= Beginning of Section =

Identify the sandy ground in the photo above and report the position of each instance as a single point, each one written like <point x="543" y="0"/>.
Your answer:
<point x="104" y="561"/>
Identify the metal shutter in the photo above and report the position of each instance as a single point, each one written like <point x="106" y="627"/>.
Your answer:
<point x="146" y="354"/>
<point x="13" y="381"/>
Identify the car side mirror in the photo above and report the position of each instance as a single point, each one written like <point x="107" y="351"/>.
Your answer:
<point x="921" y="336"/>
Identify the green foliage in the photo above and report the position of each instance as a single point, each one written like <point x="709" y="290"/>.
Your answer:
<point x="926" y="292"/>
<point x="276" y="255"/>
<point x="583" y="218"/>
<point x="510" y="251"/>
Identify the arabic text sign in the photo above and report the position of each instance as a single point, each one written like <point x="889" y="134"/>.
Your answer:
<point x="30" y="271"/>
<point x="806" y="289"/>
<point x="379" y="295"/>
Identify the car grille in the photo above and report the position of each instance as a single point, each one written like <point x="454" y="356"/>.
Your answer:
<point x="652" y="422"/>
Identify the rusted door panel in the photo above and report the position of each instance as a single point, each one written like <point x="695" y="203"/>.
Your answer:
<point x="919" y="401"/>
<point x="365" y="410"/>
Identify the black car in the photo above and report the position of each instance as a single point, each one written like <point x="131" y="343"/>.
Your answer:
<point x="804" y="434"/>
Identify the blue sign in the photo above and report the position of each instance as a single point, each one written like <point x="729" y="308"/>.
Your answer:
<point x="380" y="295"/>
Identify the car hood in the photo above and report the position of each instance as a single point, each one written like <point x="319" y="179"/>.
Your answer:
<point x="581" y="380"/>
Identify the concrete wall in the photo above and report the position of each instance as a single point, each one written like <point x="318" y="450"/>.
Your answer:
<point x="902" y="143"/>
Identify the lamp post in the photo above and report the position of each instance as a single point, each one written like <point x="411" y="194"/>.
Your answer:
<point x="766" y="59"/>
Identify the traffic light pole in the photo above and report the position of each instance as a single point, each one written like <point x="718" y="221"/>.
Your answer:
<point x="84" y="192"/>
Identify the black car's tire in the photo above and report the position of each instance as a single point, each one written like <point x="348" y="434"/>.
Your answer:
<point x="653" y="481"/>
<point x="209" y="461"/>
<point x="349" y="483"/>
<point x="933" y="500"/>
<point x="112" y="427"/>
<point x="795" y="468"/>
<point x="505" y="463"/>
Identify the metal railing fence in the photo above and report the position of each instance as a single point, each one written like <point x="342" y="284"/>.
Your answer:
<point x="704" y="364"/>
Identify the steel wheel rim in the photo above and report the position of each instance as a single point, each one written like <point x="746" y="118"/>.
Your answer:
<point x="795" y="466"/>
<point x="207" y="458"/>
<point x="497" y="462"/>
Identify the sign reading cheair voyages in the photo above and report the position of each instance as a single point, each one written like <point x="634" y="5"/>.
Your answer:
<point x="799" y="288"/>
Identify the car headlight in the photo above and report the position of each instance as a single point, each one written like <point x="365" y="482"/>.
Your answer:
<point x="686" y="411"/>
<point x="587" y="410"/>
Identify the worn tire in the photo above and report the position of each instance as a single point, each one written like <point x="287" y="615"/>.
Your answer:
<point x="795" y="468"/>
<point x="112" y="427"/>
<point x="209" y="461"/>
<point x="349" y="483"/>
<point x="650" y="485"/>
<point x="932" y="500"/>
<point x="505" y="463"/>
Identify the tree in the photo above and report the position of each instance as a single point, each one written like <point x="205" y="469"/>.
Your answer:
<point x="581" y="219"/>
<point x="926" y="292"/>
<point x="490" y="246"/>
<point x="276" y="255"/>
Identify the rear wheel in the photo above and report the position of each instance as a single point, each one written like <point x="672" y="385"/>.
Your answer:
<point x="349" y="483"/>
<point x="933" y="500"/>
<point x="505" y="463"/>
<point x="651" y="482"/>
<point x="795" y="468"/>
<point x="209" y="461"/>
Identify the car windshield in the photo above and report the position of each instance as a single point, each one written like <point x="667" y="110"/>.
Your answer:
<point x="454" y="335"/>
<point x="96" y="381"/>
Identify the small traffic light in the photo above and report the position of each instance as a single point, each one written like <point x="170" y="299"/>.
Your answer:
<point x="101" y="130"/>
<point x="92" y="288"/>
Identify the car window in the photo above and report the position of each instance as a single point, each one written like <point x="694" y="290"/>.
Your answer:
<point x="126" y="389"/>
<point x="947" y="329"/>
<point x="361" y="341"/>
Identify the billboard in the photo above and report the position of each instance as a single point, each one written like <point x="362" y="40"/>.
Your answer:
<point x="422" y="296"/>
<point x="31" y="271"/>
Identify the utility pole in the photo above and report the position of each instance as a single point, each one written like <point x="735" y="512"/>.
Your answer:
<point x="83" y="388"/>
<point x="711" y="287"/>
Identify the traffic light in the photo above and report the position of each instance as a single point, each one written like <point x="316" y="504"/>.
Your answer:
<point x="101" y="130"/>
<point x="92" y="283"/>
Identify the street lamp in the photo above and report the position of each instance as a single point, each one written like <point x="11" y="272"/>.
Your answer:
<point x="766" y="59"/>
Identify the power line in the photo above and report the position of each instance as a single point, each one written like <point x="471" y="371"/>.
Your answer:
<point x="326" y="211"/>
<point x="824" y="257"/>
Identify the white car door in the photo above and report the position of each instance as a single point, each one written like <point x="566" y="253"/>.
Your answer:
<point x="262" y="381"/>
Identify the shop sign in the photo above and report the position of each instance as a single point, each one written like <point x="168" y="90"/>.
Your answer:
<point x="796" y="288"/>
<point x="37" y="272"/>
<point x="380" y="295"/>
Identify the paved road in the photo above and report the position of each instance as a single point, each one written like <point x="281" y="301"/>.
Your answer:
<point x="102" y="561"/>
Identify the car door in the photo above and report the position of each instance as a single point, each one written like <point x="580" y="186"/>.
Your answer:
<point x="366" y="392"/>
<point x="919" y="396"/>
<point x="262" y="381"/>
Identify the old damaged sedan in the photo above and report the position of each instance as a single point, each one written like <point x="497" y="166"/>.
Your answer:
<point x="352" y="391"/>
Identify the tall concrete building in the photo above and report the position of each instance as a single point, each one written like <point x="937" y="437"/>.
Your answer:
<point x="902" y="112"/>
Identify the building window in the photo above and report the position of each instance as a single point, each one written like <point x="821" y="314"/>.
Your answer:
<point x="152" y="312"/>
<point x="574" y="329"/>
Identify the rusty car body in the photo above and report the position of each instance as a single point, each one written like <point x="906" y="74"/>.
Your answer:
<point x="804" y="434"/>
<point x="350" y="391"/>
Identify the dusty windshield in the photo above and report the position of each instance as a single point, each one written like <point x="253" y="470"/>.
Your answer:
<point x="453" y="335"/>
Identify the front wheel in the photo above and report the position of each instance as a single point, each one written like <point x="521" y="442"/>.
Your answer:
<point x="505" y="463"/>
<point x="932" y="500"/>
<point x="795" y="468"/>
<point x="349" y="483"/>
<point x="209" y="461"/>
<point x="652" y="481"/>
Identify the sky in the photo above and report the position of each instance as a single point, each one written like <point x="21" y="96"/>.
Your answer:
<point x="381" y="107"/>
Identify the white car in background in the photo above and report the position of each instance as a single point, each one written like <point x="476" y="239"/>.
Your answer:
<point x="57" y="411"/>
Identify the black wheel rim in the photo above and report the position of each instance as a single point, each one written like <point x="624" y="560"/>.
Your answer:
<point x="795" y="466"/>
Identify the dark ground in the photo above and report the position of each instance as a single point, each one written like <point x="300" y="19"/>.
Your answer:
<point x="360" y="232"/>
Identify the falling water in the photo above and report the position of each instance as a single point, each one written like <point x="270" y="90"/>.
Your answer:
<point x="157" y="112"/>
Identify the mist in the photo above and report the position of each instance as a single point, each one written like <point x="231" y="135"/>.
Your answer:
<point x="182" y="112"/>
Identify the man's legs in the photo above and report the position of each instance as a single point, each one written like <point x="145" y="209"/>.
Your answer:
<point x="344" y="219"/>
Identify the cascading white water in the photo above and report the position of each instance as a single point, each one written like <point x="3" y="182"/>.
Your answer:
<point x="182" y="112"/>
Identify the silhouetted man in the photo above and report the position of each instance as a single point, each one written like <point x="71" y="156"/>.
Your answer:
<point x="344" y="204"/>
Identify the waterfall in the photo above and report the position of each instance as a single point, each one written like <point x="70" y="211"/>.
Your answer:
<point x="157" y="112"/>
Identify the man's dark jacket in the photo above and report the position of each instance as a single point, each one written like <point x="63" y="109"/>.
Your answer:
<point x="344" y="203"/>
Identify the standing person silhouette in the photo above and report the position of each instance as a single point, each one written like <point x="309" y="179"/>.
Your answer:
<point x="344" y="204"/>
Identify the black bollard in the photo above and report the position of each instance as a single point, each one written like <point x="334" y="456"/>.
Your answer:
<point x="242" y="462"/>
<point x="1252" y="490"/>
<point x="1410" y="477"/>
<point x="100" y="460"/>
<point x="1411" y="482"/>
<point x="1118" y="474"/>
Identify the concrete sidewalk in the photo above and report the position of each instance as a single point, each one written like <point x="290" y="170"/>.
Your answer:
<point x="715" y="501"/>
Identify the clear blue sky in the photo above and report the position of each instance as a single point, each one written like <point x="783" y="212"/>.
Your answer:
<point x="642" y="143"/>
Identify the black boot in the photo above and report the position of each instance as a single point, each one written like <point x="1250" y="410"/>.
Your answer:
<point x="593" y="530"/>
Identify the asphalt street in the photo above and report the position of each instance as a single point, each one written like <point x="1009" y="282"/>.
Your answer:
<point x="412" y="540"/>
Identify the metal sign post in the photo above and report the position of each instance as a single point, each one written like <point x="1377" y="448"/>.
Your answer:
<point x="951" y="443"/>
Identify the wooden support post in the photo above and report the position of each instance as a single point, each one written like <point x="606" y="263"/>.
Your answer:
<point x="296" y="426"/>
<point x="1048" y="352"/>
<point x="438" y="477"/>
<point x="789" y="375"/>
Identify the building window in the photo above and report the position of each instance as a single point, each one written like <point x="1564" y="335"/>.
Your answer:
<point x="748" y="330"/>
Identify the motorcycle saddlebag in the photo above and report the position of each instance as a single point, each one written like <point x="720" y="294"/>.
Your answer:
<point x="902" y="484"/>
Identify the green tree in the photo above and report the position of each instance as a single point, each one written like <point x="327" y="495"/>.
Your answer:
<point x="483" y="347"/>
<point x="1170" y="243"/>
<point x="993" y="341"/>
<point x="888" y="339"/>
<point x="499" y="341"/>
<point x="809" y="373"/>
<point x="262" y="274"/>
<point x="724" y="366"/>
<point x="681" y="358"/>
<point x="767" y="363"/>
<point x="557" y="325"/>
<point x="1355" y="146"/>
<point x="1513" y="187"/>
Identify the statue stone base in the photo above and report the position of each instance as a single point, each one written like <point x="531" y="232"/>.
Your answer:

= End of Section =

- _PROBLEM TO WORK ON_
Within the data above, find the lines that contain the word "dark" and copy each of them.

- _FINAL ANSWER_
Identify the dark ground in the photo above and report the position of each instance as a single point, each one written like <point x="300" y="19"/>.
Identify the man's dark jacket in the photo above and report the position of each instance as a single point, each one written like <point x="63" y="109"/>.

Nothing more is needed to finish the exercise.